## What is asked
In the Pinterest text below, shorten the paragraph beginning "I started making money with Pinterest" to a single sentence that keeps its main facts.

## Text
BEGIN
What you need to make money with Pinterest
Getting enough traffic to your blog to start making a regular income selling your own products or services can take a while.
That’s why using Pinterest as a source of income is a great idea if you are a beginner blogger. And the best thing is that it doesn’t take a lot of extra work to set things up.
So what do you need to make money with Pinterest?
[Disclaimer: Some of the links in this post may include affiliate links. This means that I get a commission if you purchase the product through my link at no extra cost to you.]
The good thing about Pinterest is that you don’t need a lot of followers, but obviously you still need to have some.
I started making money with Pinterest with under 200 followers for some of my profiles. And I followed the steps explained by McKinzie Bean from Momsmakecents in her course Pin to Profits: Affiliate Marketing course.
I chose her course cos I didn’t have a clue about what to do, needed something that would start giving me results and wasn’t too time-consuming or expensive to do.
END
## Data
BEGIN
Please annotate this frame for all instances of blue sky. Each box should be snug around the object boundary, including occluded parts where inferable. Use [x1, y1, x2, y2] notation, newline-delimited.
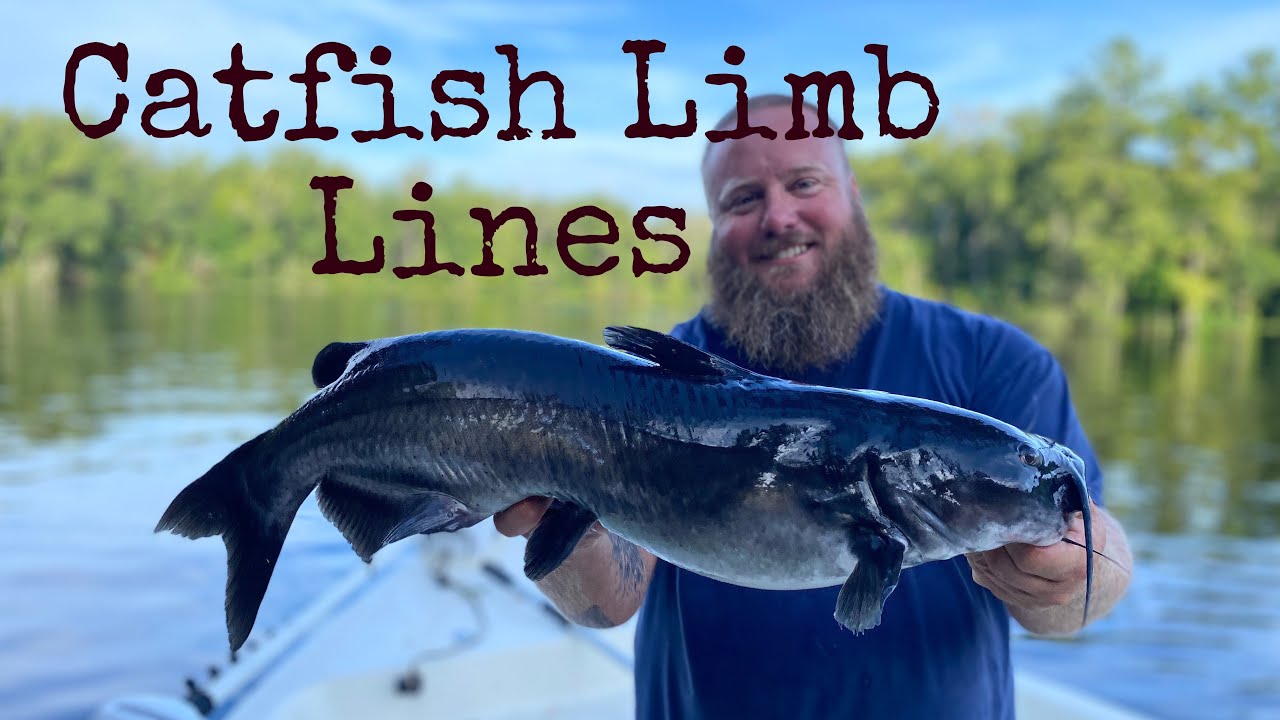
END
## Response to the exercise
I began earning from Pinterest with fewer than 200 followers on some of my profiles by following the steps in McKinzie Bean's (Momsmakecents) Pin to Profits: Affiliate Marketing course.